## EXERCISE AIM
Find how many lines in the data below mention "gray". Give the number only.

━━ MATERIAL SHOWN ━━

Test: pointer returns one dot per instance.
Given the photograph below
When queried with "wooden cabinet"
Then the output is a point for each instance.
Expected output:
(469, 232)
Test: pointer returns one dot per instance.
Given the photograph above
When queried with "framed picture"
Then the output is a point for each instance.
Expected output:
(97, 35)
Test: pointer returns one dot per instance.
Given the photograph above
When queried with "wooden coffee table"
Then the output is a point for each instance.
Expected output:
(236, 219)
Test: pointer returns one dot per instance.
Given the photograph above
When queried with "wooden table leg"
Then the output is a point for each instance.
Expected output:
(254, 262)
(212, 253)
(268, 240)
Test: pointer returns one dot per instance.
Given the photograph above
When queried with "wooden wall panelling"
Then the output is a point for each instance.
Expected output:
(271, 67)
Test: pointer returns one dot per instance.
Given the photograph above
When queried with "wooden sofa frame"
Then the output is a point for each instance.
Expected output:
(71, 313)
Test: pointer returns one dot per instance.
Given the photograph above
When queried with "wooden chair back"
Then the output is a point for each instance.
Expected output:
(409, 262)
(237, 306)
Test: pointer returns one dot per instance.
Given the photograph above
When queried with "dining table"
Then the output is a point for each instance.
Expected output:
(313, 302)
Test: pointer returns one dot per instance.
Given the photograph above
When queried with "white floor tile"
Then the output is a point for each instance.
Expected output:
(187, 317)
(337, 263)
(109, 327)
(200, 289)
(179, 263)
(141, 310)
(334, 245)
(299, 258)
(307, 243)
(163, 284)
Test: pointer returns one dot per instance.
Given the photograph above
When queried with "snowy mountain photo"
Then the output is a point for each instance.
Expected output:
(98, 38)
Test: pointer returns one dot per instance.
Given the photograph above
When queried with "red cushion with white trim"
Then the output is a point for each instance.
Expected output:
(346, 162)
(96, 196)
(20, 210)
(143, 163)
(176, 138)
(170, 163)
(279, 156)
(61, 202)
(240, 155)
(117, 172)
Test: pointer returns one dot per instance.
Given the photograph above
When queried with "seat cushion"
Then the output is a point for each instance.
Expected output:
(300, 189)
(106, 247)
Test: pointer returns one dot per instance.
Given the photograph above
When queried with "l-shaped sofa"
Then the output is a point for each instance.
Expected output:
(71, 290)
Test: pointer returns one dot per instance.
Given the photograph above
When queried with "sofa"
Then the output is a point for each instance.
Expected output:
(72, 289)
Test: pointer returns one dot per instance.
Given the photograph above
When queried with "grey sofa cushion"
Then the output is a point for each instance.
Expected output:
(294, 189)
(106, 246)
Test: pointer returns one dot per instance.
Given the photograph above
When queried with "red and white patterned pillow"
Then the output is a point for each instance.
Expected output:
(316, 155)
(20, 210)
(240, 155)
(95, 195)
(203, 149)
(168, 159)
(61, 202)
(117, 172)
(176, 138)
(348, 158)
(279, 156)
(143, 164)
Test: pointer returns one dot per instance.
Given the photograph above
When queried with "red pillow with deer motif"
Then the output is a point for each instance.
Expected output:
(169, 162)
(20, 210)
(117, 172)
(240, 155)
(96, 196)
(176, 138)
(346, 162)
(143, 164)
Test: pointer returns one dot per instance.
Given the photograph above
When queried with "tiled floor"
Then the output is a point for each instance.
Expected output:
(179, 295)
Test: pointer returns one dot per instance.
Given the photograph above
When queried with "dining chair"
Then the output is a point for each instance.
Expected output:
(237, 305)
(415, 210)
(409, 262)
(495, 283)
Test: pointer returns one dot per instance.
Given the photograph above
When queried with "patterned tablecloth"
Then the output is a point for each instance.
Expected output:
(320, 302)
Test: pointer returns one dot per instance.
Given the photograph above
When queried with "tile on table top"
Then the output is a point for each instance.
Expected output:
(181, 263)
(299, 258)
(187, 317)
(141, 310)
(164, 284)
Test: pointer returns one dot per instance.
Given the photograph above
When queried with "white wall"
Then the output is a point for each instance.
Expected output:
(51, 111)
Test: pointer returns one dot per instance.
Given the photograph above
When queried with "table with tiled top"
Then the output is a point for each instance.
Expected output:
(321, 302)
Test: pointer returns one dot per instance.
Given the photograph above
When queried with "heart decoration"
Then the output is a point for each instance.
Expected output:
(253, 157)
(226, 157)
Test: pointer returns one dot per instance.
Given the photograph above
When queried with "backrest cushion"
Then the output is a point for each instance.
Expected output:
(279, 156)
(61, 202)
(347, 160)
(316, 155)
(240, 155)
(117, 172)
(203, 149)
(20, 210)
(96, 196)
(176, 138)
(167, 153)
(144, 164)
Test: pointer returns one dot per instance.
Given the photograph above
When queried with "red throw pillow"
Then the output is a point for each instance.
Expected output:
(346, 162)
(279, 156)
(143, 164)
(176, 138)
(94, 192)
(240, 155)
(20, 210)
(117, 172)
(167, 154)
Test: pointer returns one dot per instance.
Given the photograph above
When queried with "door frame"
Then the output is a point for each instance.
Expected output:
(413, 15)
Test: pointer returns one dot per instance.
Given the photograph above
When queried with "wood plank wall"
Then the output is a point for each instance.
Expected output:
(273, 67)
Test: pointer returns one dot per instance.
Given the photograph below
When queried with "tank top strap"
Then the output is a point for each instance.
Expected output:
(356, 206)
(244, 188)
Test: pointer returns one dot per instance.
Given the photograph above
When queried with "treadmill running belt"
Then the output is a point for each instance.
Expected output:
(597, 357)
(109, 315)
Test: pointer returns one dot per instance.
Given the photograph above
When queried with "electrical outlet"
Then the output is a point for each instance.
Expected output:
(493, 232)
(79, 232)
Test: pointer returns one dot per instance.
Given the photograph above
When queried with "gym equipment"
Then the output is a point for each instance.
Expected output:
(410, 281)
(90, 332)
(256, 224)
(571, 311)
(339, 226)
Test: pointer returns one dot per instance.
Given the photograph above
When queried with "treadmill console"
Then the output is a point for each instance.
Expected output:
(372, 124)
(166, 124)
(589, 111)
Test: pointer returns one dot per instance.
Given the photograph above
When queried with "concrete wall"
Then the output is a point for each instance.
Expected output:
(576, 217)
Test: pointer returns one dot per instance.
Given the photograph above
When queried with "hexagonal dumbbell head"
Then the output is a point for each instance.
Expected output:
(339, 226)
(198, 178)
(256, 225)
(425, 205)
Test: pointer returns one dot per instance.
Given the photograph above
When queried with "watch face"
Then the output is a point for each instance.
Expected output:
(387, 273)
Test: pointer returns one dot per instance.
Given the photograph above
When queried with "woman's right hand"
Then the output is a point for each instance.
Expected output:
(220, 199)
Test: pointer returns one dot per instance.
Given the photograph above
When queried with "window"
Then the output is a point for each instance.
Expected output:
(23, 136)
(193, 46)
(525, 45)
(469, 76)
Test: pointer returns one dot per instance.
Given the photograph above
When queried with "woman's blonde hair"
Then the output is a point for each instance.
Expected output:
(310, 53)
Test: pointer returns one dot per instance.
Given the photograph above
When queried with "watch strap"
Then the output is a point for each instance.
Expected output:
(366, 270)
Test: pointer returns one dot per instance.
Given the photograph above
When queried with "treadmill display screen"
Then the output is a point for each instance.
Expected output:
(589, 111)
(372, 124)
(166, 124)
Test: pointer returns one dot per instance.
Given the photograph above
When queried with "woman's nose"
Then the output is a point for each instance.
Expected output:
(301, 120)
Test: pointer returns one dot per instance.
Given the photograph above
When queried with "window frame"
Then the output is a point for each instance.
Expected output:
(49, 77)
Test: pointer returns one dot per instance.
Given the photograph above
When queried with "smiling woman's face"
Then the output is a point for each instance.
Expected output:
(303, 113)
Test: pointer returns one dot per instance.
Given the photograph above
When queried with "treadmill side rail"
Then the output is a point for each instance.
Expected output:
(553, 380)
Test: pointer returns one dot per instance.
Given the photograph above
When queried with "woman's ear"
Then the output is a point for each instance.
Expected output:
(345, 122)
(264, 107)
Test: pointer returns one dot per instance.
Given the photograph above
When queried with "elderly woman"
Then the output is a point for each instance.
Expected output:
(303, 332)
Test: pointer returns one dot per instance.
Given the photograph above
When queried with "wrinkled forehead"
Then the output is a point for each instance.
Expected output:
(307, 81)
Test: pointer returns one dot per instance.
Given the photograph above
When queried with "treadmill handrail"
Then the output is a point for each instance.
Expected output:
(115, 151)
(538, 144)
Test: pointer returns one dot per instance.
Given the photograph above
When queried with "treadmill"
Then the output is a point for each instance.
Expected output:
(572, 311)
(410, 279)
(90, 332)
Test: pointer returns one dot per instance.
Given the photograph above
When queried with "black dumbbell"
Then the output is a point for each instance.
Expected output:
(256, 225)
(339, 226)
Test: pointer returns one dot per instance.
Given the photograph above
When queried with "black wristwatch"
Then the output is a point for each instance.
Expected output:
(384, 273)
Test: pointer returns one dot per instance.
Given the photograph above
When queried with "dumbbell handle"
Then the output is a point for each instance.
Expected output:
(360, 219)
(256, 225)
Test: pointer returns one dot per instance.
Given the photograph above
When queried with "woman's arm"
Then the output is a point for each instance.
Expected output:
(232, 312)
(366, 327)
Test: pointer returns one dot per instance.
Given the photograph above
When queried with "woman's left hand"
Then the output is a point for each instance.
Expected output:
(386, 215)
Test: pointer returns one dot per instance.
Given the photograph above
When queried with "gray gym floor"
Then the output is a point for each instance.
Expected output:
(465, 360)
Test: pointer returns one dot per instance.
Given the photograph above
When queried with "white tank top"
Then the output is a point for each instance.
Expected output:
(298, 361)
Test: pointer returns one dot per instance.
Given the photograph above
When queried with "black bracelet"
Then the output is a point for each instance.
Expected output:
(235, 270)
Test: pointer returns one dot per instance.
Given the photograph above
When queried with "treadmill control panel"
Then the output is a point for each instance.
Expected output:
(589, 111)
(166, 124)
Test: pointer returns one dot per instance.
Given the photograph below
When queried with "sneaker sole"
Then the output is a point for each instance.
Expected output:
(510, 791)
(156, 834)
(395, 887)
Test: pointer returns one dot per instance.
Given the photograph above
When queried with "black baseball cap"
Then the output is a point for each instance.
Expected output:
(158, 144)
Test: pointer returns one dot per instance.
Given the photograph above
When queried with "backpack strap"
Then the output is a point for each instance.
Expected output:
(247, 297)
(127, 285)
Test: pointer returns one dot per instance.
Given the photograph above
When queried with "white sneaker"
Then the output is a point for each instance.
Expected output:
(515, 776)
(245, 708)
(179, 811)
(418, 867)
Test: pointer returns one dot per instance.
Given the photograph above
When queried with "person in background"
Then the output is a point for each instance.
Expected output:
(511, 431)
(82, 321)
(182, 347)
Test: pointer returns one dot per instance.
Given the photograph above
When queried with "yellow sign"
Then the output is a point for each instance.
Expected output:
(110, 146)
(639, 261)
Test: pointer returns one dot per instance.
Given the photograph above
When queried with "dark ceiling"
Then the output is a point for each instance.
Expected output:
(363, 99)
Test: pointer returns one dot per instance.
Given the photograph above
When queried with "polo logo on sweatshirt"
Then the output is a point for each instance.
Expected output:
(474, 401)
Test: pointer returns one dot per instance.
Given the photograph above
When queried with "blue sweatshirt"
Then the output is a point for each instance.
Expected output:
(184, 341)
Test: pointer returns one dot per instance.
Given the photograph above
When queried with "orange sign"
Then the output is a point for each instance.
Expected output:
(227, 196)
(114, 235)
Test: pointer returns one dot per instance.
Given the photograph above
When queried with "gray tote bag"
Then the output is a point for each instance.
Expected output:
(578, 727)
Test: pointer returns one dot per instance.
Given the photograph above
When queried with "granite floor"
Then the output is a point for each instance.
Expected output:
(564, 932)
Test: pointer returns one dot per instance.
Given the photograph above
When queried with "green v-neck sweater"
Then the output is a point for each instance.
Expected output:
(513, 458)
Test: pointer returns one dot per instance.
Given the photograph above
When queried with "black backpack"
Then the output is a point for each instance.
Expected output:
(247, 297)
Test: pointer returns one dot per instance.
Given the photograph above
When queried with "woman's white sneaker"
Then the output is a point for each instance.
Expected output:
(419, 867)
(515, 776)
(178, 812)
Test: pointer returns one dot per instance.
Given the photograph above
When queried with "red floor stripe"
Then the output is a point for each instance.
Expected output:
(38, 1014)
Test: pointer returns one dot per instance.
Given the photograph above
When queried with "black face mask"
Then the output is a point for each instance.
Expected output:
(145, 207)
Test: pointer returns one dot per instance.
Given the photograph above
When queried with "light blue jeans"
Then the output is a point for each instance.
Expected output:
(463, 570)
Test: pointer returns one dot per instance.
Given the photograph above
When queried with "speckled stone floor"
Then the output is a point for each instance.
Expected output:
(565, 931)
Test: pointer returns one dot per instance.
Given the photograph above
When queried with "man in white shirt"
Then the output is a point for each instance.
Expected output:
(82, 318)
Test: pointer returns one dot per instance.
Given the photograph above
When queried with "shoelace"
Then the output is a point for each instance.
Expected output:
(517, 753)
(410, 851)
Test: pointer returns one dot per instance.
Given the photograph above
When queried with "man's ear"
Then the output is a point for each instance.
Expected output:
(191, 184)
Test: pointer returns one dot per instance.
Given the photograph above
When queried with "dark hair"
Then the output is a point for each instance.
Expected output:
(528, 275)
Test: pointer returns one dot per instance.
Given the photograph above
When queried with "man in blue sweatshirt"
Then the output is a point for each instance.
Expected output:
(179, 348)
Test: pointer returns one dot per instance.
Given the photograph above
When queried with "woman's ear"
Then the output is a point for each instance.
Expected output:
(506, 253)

━━━

## SOLUTION BELOW
2